Ye Olde Pork Pie Shoppe

Hazle gave some background on this historic bakery. Eric thought it was fascinating and said "it must be the highest calorie example of your work”. Hazle replied, “We do a lot of food.” Noting the Dickinson name on the piece, Eric said he was trying to persuade Hazle to paint one for his friend David Dickinson in an all-orange colourway...

David is an antiques presenter infamous for his perma-tanned complexion!

Village Antiques

Eric was surprised the ANTIQUES wording on the roof was so big and asked if the building was under a flight path. More laughter. Hazle replied that everything was these days. Stephen said there was a similar shop roof sign on the A14 (Coventry - Felixstowe).

Pork Pie Shop Village Antiques
Pork Pie Shop - Open Edition Village Antiques LM250


Discovering Hazle Ceramics

Stephen asked about Eric’s discovery at the NEC Giftware Fair in 2004. Eric said he was interested in collectables across the board, from Ancient Chinese to Bunnykins, and especially in what made people collect them. At a fair he usually passed by most things very quickly but when he first saw Hazle’s High Street there was “an immediacy about it that stopped me”. He thinks it was to do with his interest in buildings, “They literally just spoke to me.” He also said he was a "potaholic" implying that something non-ceramic would have less appeal. His baby brother is a property tycoon and the idea of owning more buildings than him was attractive too!

British Ceramics & Themes

Stephen asked if Hazle Ceramics being British-made was important in today’s market and Eric replied emphatically, “Yes, Yes, Yes”. Eric went on to say that so many British industries had gone by the wayside including mining and the cotton mills - with which his family once had a strong connection. Now he was watching Stoke-on-Trent, centre of The Potteries, go through “a very tricky time - a very tricky time”.

There was this new word he wanted to get right... “O-U-T-S-O-U-R-C-I-N-G which basically means, ‘We’re going to sack you and give your job to someone in China who’ll do it for a bowl of rice.’ Don’t be fooled by something like Royal Worcester which says “Printed in England”. Royal Doulton is also now outsourced “and I know the Americans don’t want it because they tell me. They want something made in England”. Hazle explained how her gold stickers used to say, “Modelled and hand-painted in England” and people would ring asking, “But where are they actually made?” So now the labels say, “Designed, made and hand-painted in England”. And Eric thought it was important that the ceramics had British themes. “You aren’t ever going to paint McDonalds are you?” Hazle said she might like to do the very first one but he sounded doubtful.

I thought the points above indirectly answered David Harrison’s question on the group about whether there was continuing role for Hazle Ceramics in the collectables world.

He said to Hazle, “Where do you go? Keep building streets, making sure they appeal to everyone.” And to the audience, “Am I right, once you’ve got three or four you want a few more? It's the same with Moorcroft. I think it's a hunter-gatherer thing.”


Other Questions & Answers

Is this a good investment?

This is the question Eric perennially gets asked about almost anything. His standard answer is “No, go and buy shares in Marks & Spencer” because he considers buying something just for investment too soulless. Eric said you had to look at what happened to ceramics that were no longer made and heard that some had sold on the Secondary Market for £500-600. Hazle added that some had sold in excess of £1000. Eric said, "If you find these at a Car Boot Sale you must think it's your birthday."

____

- _Stated goal_:
Resume the write-up on Hazle Ceramics, starting after its final sentence.

- _Region annotation entries_:
____

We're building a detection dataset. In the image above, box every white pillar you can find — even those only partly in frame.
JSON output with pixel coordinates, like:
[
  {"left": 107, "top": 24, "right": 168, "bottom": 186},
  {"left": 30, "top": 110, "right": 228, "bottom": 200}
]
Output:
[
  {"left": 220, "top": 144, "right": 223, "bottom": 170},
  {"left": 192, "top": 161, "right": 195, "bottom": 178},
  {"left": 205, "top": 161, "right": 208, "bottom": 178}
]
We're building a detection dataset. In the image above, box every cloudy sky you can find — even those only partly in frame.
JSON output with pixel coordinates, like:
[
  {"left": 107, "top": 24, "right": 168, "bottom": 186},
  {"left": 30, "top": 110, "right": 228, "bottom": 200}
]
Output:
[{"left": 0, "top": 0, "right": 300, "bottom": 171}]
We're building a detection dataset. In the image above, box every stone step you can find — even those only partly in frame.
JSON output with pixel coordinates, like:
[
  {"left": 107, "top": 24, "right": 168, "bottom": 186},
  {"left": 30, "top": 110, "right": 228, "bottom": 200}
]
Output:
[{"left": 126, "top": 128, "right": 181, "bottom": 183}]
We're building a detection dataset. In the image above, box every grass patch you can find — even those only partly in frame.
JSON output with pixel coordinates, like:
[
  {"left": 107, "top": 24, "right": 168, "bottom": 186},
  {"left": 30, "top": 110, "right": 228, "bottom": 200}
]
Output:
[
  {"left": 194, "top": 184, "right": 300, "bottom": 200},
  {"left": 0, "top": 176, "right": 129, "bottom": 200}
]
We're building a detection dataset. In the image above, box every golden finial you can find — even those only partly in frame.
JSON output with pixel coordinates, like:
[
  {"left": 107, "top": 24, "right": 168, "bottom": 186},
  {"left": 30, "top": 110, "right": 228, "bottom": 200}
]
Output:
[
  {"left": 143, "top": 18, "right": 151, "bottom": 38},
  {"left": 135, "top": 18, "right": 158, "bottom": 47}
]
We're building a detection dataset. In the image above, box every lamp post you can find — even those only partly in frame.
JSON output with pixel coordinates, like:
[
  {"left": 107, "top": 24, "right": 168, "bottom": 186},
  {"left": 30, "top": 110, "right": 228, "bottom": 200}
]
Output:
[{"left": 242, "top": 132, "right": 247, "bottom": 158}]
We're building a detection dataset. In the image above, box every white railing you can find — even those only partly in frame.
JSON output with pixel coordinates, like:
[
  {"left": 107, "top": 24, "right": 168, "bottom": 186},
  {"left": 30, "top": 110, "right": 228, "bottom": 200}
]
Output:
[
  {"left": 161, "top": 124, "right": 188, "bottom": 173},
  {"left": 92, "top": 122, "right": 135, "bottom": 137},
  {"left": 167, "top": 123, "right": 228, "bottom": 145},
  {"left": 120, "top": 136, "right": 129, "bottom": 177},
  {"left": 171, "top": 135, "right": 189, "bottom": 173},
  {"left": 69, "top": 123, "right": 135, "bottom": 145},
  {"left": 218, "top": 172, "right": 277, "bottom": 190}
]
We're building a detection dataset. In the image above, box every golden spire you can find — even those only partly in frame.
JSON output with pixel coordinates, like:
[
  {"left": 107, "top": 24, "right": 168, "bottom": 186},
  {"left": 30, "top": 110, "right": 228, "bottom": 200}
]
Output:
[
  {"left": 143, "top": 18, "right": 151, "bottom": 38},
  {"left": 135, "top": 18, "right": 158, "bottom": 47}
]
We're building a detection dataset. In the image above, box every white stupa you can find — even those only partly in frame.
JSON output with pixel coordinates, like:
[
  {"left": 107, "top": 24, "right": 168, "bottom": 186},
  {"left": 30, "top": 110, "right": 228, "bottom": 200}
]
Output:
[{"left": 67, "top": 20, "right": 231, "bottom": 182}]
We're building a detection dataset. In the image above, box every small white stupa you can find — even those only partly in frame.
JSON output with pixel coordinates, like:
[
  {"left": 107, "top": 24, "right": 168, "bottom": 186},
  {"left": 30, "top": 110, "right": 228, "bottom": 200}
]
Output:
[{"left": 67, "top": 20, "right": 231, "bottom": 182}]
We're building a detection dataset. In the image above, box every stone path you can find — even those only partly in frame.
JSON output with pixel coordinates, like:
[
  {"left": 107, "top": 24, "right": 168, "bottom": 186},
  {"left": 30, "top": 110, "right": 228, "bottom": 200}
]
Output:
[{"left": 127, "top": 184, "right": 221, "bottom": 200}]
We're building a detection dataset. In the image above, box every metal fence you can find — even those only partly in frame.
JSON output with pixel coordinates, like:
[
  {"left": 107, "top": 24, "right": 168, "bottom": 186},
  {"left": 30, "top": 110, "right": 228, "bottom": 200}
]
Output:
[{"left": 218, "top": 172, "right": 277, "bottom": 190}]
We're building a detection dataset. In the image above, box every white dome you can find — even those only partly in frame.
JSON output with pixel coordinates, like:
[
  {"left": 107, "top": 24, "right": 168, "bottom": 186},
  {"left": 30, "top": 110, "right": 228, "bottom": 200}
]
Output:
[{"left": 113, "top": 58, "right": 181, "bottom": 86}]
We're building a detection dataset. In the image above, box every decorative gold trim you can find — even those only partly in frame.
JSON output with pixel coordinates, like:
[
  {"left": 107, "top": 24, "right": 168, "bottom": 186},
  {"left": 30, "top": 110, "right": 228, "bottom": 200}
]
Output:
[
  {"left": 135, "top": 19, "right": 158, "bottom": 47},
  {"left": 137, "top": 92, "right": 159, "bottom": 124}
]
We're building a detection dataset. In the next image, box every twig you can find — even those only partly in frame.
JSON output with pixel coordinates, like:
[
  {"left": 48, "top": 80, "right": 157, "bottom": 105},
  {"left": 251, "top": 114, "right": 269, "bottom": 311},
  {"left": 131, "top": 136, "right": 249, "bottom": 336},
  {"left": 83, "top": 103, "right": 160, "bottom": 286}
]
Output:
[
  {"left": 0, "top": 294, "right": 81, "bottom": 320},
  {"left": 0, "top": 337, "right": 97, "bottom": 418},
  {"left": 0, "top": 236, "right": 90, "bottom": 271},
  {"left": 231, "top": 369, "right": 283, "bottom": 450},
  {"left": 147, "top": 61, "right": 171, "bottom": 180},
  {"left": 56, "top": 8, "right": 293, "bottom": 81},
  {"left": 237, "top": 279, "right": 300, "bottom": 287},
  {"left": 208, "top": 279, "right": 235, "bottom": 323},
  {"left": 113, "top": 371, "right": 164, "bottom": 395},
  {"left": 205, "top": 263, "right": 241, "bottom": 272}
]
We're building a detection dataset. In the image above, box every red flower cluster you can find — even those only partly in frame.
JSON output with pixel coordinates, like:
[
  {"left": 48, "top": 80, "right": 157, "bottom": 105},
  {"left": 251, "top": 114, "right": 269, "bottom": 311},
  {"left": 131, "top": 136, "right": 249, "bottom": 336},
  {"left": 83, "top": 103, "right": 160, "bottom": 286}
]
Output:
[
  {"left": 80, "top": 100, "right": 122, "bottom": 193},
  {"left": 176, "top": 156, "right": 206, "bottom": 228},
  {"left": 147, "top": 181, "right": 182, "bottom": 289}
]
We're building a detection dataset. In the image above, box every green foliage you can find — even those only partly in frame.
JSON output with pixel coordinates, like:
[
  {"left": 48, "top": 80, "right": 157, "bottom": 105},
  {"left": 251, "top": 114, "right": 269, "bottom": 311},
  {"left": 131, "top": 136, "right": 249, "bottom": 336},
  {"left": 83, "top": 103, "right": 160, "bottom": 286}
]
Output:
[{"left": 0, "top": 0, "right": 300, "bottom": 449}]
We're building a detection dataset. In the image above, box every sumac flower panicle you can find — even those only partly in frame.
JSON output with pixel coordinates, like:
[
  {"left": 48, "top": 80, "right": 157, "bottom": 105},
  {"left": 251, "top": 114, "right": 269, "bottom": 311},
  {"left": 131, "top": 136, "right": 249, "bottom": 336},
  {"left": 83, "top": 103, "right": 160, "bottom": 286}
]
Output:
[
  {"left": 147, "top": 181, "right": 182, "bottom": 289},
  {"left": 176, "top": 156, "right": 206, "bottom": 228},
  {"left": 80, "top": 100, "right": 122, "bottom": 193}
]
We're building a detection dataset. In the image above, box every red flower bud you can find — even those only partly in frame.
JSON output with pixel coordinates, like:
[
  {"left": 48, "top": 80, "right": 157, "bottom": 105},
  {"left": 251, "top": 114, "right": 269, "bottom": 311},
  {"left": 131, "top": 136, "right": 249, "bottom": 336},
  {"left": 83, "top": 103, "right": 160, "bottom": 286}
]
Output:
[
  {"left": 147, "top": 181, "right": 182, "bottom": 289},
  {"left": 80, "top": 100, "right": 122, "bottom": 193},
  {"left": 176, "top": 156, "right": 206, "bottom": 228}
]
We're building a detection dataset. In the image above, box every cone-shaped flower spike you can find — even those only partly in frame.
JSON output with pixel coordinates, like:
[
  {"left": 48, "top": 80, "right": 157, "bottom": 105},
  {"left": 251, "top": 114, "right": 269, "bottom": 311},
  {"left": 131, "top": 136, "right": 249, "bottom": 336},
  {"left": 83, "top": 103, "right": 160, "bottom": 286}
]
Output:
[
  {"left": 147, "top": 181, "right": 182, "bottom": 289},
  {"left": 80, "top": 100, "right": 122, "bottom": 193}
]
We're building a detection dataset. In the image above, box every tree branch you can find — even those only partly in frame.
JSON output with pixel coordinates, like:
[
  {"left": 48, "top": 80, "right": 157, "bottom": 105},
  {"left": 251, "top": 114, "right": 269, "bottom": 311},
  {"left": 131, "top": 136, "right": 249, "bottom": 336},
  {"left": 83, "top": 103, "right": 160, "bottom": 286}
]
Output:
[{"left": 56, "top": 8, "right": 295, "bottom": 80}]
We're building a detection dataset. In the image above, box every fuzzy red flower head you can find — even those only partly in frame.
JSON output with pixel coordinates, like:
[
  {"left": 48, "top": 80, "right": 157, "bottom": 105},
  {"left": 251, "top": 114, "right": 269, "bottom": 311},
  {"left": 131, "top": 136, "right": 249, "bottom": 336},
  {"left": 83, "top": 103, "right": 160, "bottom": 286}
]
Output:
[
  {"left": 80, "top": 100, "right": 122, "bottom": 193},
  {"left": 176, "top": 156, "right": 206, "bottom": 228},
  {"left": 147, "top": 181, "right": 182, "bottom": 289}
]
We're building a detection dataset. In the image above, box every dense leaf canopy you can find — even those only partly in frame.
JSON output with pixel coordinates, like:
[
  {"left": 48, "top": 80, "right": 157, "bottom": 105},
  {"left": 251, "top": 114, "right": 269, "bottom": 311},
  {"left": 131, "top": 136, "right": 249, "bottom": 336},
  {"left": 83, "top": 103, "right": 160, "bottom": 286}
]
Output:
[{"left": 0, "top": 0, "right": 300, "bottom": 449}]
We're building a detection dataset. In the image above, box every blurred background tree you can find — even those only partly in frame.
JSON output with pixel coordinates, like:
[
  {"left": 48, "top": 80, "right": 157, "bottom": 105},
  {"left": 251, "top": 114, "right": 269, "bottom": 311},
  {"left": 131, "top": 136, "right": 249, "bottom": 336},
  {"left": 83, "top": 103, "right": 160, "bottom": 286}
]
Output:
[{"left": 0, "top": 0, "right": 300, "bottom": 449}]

____

- _Reply_:
Are Painters’ Marks important?

Yes. Eric said that once painters and designers were kept in an ivory tower but nowadays the process is much more personal. Hazle said her painters’ marks were partly a quality control check but they also underlined each individual painter’s style. Some people liked and collected particular artists. And Hazle painters are often invited to develop themes using their own background and personality.

Should a ceramic with an unsigned front be signed Hazle retrospectively?

Eric said that if something was missing it probably ought to be there. “It was probably a Friday afternoon thing.” He joked, “Would you still drive your car if it didn’t have the winged lady on the front?” This was of course a reference to the Rolls-Royce mascot! But he added that some mistakes could have a novelty value...

How unique are Hazles?

“I’ve never seen any others. I mean that’s what caught my eye.” Eric then talked about Lilliput Lane and David Winter cottages, describing them as fantasy pieces for little gnomes to inhabit! When asked about the resin used to make them he said, “What can I say? It is an amazing medium for portraying detail.” But he went on to add that, in common with the material used for die-cast toy cars like Dinky, resin may fracture over time which casts doubts on the long term investment value.

I found this interesting. Hazle Ceramics are unable to compete on price with resin buildings because they require baking several times in a kiln, with much loss of work along the way. But this traditional, laborious method contributes to their longevity.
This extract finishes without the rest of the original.